─── TEXT SEGMENT

The finished chicken breast product was slightly paler than the grocery store version. Otherwise it looked, cooked, smelled and tasted like any other pan-fried poultry.
“The most common response we get is, ‘Oh, it tastes like chicken,’” said Amy Chen, Upside’s chief operating officer.
Good Meat, based in Alameda, operates a 100,000-square-foot plant, where chef Zach Tyndall dished up a smoked chicken salad on a sunny June afternoon. He followed it with a chicken “thigh” served on a bed of potato puree with a mushroom-vegetable demi-glace and tiny purple cauliflower florets. The Good Meat chicken product will come pre-cooked, requiring only heating to use in a range of dishes.
Chen acknowledged that many consumers are skeptical, even squeamish, about the thought of eating chicken grown from cells.
“We call it the ‘ick factor,’” she said.
The sentiment was echoed in a recent poll conducted by The Associated Press-NORC Center for Public Affairs Research. Half of U.S. adults said that they are unlikely to try meat grown using cells from animals. When asked to choose from a list of reasons for their reluctance, most who said they’d be unlikely to try it said “it just sounds weird.” About half said they don’t think it would be safe.
But once people understand how the meat is made, they’re more accepting, Chen said. And once they taste it, they’re usually sold.
“It is the meat that you’ve always known and loved,” she said.
Cultivated meat begins with cells. Upside experts take cells from live animals, choosing those most likely to taste good and to reproduce quickly and consistently, forming high-quality meat, Chen said. Good Meat products are created from a master cell bank formed from a commercially available chicken cell line.

──────
─── GIVEN INFORMATION

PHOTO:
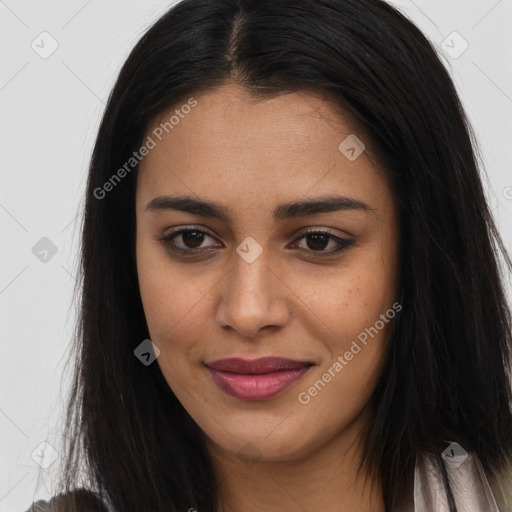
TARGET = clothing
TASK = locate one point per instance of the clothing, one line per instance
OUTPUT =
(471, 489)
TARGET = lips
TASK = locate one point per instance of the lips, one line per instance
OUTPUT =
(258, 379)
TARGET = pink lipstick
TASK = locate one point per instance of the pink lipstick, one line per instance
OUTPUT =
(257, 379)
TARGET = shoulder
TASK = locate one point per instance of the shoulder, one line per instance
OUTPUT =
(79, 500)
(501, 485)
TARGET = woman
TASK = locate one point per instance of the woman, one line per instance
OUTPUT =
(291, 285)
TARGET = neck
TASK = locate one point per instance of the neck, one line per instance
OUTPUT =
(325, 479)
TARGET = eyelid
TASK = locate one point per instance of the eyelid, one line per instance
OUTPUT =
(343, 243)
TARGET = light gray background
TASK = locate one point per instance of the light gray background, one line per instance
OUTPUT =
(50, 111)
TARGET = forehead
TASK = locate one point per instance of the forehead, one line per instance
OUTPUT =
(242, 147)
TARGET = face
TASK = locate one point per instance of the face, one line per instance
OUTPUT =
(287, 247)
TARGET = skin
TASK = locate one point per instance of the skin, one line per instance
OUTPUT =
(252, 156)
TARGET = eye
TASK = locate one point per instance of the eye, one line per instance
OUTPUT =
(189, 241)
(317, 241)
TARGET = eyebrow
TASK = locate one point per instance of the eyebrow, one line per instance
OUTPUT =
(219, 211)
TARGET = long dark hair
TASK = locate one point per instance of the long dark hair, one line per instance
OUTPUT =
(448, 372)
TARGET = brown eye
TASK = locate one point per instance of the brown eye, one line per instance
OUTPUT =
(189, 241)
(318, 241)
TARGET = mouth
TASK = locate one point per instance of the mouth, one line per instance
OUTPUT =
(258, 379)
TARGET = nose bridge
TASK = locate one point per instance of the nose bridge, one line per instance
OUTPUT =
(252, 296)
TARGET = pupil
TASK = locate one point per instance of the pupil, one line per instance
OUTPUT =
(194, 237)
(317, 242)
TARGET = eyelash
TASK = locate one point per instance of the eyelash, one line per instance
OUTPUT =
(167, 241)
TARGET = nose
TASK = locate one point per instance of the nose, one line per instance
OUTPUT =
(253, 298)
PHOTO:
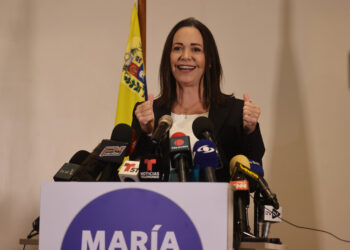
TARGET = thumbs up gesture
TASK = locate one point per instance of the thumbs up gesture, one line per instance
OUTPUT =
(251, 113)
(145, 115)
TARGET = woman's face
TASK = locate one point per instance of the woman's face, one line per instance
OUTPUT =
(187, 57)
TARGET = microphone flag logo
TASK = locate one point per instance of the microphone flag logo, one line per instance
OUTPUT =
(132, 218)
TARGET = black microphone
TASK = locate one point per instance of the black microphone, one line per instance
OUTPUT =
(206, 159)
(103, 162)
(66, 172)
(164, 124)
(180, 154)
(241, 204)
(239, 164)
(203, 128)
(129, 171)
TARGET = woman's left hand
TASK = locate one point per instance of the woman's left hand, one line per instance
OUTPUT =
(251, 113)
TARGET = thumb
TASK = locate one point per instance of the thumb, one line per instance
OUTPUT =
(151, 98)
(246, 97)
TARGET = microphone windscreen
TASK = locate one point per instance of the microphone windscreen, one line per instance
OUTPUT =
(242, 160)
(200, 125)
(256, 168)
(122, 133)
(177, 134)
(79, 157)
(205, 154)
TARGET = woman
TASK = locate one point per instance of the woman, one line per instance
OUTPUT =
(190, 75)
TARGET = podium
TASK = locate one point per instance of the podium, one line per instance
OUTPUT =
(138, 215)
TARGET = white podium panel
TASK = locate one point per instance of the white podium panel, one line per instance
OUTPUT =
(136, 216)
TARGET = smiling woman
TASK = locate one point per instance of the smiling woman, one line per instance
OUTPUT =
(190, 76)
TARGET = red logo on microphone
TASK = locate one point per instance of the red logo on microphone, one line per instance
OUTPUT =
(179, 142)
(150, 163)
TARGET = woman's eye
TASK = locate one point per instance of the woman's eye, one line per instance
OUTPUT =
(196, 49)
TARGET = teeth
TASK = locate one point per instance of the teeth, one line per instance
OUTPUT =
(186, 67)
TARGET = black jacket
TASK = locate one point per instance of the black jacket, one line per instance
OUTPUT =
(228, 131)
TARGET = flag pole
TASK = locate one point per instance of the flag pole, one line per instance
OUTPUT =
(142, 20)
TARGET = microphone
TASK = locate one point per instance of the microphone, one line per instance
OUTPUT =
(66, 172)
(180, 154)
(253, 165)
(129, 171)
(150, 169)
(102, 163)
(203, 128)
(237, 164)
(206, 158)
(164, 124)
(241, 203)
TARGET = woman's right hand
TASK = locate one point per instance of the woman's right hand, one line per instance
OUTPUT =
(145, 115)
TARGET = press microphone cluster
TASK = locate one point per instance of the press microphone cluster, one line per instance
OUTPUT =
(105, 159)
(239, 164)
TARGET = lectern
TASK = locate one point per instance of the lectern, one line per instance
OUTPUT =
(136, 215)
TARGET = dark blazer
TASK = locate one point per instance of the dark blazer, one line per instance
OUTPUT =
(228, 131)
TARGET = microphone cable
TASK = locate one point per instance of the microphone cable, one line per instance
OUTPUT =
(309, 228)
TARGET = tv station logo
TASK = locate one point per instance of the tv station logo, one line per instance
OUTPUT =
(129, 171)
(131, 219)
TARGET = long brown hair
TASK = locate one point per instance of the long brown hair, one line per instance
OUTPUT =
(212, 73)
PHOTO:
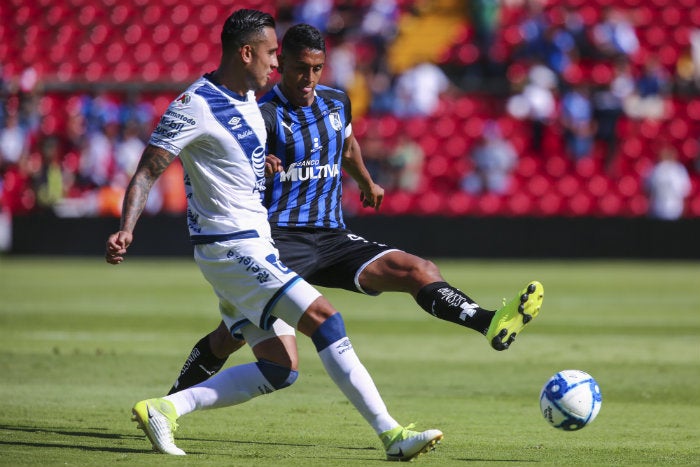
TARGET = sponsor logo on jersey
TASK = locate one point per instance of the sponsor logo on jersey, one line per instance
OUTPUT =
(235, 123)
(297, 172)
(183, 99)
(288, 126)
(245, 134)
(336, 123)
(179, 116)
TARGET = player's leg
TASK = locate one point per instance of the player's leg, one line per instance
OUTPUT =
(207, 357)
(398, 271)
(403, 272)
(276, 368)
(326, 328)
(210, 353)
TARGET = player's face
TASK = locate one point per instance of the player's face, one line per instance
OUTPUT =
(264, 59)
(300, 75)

──────

- **EXERCISE INSTRUCTIONS**:
**1)** Answer from the passage on cultivated chicken:
(a) What position does Amy Chen hold at Upside?
(b) How large is the plant Good Meat operates in Alameda?
(c) According to the AP-NORC poll, what share of U.S. adults said they are unlikely to try meat grown using cells from animals?
**2)** Pick up the passage on cultivated chicken after its last sentence and carry it forward in the same reporting style.

- **RESULTS FOR EACH TASK**:
**1)**
(a) Chief operating officer.
(b) 100,000 square feet.
(c) Half.

**2)**
Once the cell lines are selected, they’re combined with a broth-like mixture that includes the amino acids, fatty acids, sugars, salts, vitamins and other elements cells need to grow. Inside the tanks, called cultivators, the cells grow, proliferating quickly. At Upside, muscle and connective tissue cells grow together, forming large sheets. After about three weeks, the sheets of poultry cells are removed from the tanks and formed into cutlets, sausages or other foods. Good Meat cells grow into large masses, which are shaped into a range of meat products.
Both firms emphasized that initial production will be limited. The Emeryville facility can produce up to 50,000 pounds of cultivated meat products a year, though the goal is to expand to 400,000 pounds per year, Upside officials said. Good Meat officials wouldn’t estimate a production goal.
By comparison, the U.S. produces about 50 billion pounds of chicken per year.
It could take a few years before consumers see the products in more restaurants and seven to 10 years before they hit the wider market, said Sebastian Bohn, who specializes in cell-based foods at CRB, a Missouri firm that designs and builds facilities for pharmaceutical, biotech and food companies.
Cost will be another sticking point. Neither Upside nor Good Meat officials would reveal the price of a single chicken cutlet, saying only that it’s been reduced by orders of magnitude since the firms began offering demonstrations. Eventually, the price is expected to mirror high-end organic chicken, which sells for up to $20 per pound.
San Martin said he’s concerned that cultivated meat may wind up being an alternative to traditional meat for rich people, but will do little for the environment if it remains a niche product.
“If some high-end or affluent people want to eat this instead of a chicken, it’s good,” he said. “Will that mean you will feed chicken to poor people? I honestly don’t see it.”
Tetrick said he shares critics’ concerns about the challenges of producing an affordable, novel meat product for the world. But he emphasized that traditional meat production is so damaging to the planet it requires an alternative — preferably one that doesn’t require giving up meat all together.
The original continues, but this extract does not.